### Region annotation entries
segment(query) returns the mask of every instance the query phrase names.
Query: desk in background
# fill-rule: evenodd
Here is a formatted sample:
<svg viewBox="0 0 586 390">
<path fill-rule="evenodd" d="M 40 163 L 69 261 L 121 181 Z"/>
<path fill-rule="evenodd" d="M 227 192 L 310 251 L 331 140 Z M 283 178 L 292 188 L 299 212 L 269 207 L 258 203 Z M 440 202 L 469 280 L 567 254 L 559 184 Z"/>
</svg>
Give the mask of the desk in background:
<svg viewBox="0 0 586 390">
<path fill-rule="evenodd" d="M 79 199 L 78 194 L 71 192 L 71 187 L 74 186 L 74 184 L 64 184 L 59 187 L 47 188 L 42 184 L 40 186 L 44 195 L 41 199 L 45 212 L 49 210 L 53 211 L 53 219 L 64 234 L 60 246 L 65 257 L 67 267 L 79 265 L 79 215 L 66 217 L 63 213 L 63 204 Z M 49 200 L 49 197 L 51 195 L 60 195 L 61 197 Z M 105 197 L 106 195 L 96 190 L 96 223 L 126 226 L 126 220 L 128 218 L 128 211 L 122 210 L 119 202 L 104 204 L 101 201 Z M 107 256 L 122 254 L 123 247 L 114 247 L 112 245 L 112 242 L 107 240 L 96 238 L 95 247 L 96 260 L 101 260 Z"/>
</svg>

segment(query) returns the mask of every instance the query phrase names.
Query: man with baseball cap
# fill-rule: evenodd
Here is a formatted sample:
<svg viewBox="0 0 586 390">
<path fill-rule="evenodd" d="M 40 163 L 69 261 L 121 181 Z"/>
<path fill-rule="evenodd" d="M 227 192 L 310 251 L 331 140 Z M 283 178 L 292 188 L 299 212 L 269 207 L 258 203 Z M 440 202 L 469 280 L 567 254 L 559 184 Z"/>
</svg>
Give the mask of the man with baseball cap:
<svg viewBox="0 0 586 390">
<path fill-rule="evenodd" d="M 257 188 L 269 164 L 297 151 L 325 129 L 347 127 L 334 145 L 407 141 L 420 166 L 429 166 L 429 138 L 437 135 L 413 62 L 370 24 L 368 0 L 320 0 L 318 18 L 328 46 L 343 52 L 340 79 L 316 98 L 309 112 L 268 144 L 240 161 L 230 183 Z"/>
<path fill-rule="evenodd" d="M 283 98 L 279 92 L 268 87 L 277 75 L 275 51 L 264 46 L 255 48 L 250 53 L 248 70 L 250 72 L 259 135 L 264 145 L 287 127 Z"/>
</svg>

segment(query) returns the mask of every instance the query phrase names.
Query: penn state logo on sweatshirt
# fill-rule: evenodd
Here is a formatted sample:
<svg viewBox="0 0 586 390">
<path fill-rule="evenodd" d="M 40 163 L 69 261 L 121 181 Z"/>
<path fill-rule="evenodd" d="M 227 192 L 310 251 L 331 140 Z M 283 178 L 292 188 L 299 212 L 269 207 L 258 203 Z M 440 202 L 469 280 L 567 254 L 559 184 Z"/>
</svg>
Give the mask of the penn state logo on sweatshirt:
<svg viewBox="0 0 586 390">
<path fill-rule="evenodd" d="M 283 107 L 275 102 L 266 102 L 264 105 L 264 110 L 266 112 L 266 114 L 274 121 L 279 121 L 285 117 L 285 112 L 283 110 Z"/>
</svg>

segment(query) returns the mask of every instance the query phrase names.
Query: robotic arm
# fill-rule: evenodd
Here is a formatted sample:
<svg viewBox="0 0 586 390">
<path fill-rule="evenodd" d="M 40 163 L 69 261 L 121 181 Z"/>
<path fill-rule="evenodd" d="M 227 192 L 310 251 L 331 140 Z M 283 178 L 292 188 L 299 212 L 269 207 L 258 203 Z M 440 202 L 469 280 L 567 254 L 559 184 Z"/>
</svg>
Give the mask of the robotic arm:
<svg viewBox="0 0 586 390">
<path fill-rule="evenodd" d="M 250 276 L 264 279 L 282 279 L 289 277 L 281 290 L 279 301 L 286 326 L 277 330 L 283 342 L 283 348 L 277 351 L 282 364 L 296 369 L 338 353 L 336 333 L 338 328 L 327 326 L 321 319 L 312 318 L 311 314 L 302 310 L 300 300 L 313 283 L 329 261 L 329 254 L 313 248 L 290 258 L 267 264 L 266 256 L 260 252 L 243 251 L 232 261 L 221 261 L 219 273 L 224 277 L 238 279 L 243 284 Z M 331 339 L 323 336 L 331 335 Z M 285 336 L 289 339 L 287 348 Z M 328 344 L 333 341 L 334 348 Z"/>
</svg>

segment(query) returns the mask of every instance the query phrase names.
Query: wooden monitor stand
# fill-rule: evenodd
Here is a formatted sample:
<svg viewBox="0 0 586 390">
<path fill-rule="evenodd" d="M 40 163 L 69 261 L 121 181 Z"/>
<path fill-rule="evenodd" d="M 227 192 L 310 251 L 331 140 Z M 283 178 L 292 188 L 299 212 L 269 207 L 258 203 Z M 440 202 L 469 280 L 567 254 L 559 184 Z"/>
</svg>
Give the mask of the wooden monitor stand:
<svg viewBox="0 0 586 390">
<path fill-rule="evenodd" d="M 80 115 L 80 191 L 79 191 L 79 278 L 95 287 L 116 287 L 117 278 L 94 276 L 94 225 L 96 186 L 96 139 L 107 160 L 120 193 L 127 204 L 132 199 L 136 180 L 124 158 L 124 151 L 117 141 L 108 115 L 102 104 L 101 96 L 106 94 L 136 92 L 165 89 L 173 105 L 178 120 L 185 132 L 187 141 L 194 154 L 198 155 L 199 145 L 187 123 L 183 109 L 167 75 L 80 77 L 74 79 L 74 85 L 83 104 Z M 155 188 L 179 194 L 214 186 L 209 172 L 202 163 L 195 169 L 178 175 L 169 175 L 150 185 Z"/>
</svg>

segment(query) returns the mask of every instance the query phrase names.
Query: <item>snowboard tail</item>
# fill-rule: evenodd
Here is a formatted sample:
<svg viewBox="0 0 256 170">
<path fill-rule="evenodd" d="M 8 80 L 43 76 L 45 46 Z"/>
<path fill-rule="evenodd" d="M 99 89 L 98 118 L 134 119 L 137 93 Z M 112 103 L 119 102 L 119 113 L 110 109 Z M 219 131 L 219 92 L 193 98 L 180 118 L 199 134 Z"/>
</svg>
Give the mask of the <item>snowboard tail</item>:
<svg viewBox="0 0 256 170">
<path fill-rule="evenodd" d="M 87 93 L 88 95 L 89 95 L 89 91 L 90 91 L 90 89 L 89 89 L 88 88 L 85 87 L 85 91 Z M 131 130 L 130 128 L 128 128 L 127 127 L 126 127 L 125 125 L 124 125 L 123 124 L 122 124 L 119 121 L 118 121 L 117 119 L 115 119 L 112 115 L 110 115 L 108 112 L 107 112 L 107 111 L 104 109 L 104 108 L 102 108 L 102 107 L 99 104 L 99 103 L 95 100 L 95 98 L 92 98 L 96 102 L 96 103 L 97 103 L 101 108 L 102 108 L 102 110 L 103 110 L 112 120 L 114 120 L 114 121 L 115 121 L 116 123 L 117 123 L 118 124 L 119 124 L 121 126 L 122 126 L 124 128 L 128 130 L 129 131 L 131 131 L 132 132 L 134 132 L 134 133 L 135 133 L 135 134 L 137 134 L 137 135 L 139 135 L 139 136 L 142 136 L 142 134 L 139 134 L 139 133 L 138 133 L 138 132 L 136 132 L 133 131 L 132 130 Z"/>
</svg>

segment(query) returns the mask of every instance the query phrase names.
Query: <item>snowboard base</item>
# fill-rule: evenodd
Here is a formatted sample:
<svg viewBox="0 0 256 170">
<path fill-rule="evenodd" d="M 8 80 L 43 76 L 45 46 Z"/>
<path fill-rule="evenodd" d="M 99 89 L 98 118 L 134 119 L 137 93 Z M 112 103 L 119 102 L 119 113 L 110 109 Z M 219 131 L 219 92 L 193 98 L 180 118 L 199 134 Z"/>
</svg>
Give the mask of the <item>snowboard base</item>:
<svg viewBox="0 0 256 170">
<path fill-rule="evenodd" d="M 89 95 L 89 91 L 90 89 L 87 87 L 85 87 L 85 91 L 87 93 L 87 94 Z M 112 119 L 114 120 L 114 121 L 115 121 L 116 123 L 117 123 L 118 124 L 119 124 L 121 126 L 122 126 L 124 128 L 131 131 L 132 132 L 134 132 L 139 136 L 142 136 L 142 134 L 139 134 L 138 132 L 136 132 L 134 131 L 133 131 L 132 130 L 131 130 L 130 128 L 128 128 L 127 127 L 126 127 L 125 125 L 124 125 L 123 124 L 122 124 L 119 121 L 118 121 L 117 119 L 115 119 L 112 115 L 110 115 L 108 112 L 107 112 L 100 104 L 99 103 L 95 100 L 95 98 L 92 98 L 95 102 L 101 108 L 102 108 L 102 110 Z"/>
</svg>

### Short problem
Locate each line of the records that contains the string "monitor" and copy those lines. Matching is case-sensitive.

### Solved problem
Query: wooden monitor stand
Give the mask of the wooden monitor stand:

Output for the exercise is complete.